# EXERCISE
Can you render the lines below as a numbered list, leaving out any blank lines?

══ DATA PROVIDED

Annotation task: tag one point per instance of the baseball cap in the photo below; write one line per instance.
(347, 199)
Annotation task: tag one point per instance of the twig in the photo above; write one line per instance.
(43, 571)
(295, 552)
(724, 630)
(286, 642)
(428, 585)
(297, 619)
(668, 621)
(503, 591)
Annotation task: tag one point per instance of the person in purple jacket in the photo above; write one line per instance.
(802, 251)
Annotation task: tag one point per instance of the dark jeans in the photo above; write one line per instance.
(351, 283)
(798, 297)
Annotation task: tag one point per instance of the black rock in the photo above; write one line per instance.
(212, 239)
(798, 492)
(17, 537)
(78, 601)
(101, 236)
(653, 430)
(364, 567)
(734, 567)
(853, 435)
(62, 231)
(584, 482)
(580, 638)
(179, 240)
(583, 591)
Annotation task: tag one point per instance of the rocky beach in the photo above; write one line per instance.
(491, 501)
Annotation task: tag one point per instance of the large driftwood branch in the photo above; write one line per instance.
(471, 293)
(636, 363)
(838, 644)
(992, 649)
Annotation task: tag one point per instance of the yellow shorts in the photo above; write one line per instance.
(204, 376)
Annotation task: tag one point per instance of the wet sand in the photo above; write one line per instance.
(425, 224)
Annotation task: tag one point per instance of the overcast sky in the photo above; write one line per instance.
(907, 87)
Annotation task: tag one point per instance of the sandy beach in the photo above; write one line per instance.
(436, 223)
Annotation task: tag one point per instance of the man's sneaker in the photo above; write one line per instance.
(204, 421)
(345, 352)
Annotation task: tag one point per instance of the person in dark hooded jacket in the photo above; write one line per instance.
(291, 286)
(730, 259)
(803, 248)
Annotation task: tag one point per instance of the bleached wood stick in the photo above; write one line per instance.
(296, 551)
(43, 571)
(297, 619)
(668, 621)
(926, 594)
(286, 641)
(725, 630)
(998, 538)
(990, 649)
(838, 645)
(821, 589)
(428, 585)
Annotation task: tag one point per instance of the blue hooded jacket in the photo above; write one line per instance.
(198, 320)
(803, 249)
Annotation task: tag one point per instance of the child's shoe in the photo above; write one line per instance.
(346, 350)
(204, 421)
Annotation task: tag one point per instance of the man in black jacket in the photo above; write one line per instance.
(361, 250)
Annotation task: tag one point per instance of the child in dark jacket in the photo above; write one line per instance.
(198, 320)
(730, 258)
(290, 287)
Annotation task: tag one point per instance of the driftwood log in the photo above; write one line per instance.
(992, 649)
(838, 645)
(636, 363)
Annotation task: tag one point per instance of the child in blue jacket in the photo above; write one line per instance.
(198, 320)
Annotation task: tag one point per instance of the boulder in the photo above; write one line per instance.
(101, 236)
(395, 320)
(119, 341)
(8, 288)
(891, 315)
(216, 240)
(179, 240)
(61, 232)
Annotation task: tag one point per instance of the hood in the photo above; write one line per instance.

════

# OUTPUT BELOW
1. Annotation task: tag one point per instance of the baseball cap in the photo below; write one line per instance.
2. (347, 199)
3. Annotation task: tag one point per instance of the twig in the photo above; write one line per instance.
4. (43, 571)
5. (295, 552)
6. (724, 630)
7. (286, 642)
8. (428, 585)
9. (297, 619)
10. (668, 621)
11. (503, 591)
12. Annotation task: tag one point per instance of the person in purple jacket in the photo above; write one line per instance.
13. (802, 251)
14. Annotation task: tag one point per instance of the dark jeans in the photo above; write one line per instance.
15. (351, 283)
16. (798, 297)
17. Annotation task: tag one point per instance of the black rock in the photo above; write one line per instance.
18. (212, 239)
19. (798, 492)
20. (17, 537)
21. (78, 601)
22. (101, 236)
23. (653, 430)
24. (364, 567)
25. (734, 567)
26. (853, 435)
27. (62, 231)
28. (584, 482)
29. (580, 638)
30. (179, 240)
31. (583, 591)
32. Annotation task: tag one point per instance of the rocky beach in the photo above; write one line per instance.
33. (491, 501)
34. Annotation task: tag one point per instance of the large driftwood branch in the photo above; write one line per instance.
35. (471, 293)
36. (636, 363)
37. (838, 644)
38. (992, 649)
39. Annotation task: tag one point per instance of the yellow shorts in the photo above; write one line per instance.
40. (204, 376)
41. Annotation task: tag one point per instance of the wet sand in the photo above; write one line per instance.
42. (425, 224)
43. Annotation task: tag one point per instance of the overcast sky in the photo above; write one line per instance.
44. (907, 87)
45. Annotation task: tag one point per instance of the sandy beach in the photo above; write one line per instance.
46. (436, 223)
47. Annotation task: tag one point per instance of the man's sneaker in the photo above; write one line per instance.
48. (204, 421)
49. (345, 352)
50. Annotation task: tag one point per instance of the person in dark hooded jacket in the photo above; write one line per instance.
51. (291, 286)
52. (730, 259)
53. (803, 248)
54. Annotation task: tag one point per instance of the bleached wood stick in the photo above; write one line per instance.
55. (296, 551)
56. (43, 571)
57. (297, 619)
58. (668, 621)
59. (926, 594)
60. (286, 641)
61. (725, 630)
62. (998, 538)
63. (990, 649)
64. (838, 645)
65. (821, 589)
66. (428, 585)
67. Annotation task: tag one point per instance of the blue hooded jacket in the photo above; write one line per instance.
68. (198, 320)
69. (803, 249)
70. Annotation task: tag one point per instance of the child's shoe in the photo above; write one line per instance.
71. (346, 350)
72. (204, 421)
73. Annotation task: tag one point per instance of the man in black jacket in the photo above; write one line per instance.
74. (361, 250)
75. Annotation task: tag one point per instance of the child in dark jacket in the photo above; write one line per instance.
76. (198, 320)
77. (730, 258)
78. (290, 287)
79. Annotation task: tag one point per instance of the driftwood log in the photo above; write one line per instance.
80. (992, 649)
81. (838, 645)
82. (636, 363)
83. Annotation task: tag one point per instance of the child in blue jacket in the photo above; write one line per instance.
84. (198, 320)
85. Annotation task: tag one point per instance of the boulder in the photo above; write one line per instance.
86. (101, 236)
87. (395, 320)
88. (119, 341)
89. (8, 288)
90. (891, 315)
91. (216, 240)
92. (179, 240)
93. (61, 232)
94. Annotation task: tag one point per instance of the hood in the photo above; write one line per instance.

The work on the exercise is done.